Según el fragmento sobre la crisis económica rusa, ¿cuánto invirtieron los inversores extranjeros en Rusia en 1994?

# Extracto del documento:

=-=-=

Fue el único discurso coherente en este coloquio, donde numerosos economistas de renombre, como Grigori YavIinski o Alexéi Gliazev, tomaron la palabra para exhortar a los italianos a invertir en Rusia. Ambos fueron ministros de Borís Yelstin, pero no esperaron a la guerra en Chechenia para separarse de él. Tienen un escaño en la Duma (Parlamento ruso) en las filas de la oposición; pintaron, como siempre, un cuadro alarmante de la crisis de su país, ilustrando sus declaraciones con algunas estadísticas publicadas en el Izvestia el 21 de febrero: El salario medio en Rusia apenas llega al 5% del salario medio de los países desarrollados; la diferencia entre los salarios bajos y altos, que en 1991 era de 1 a 4,5, pasó a ser de 1 a 10 en 1993 y de 1 a 15 en 1994, lo que, según el diario moscovita, ha creado las premisas de una explosión social. Las inversiones han disminuido entre un 75% y un 90% desde 1991, porque el Estado ha abandonado este terreno crucial, mientras que los inversores extranjeros no parecen tener prisa por sustituirlo. En 1994 sólo invirtieron la minucia de 1.000 millones de dólares, principalmente para expulsar a los productores rusos de su mercado nacional. Los productos importados ya representan el 40% (el 60% según otras fuentes) de las ventas al por menor en el conjunto de Rusia. Trastornados en su mercado, los rusos no han podido aprovecharse del de Occidente, y su participación en el comercio internacional ha caído a menos del 1%. Y eso no es todo, ni tampoco es lo peor.

=-=-=

[Entradas de datos recopiladas]
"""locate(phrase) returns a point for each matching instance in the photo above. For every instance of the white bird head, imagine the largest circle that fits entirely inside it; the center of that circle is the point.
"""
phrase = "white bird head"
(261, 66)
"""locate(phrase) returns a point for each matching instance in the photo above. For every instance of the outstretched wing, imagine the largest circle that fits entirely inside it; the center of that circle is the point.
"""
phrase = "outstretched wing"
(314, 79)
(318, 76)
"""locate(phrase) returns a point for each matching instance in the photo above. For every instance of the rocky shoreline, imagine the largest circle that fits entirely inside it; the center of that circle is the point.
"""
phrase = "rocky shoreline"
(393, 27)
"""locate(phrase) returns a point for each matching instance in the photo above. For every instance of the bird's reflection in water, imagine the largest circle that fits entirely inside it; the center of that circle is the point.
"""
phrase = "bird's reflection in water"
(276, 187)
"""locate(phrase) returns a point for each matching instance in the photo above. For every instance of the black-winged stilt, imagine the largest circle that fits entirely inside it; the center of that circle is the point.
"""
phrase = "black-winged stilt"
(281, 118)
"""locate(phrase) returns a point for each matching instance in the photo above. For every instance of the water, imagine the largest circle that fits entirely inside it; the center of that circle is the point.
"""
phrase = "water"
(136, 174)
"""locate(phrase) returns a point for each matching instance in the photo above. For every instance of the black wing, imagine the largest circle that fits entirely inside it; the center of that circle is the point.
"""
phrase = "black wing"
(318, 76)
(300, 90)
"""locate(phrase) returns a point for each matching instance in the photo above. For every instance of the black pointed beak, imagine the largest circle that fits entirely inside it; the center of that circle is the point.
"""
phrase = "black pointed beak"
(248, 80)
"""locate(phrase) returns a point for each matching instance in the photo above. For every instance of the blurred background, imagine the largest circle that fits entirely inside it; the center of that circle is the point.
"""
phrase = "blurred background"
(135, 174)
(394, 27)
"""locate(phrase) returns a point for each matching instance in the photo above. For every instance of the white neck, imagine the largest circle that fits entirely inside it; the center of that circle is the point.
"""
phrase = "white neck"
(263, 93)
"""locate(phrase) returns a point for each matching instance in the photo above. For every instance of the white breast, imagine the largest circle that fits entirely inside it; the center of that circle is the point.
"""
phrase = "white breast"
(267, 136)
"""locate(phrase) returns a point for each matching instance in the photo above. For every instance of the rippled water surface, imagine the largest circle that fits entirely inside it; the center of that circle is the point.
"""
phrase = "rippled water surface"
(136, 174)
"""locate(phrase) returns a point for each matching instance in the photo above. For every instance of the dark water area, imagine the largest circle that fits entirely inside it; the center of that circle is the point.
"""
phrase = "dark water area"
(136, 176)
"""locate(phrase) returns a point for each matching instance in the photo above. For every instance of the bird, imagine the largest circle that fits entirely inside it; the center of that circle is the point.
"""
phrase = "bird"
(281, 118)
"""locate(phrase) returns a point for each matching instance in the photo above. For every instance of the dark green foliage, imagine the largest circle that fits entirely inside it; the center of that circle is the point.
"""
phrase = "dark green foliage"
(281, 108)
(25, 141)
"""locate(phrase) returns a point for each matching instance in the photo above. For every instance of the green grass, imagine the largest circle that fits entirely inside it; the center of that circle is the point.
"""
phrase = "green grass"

=-=-=

# Tu solución:
Invirtieron 1.000 millones de dólares.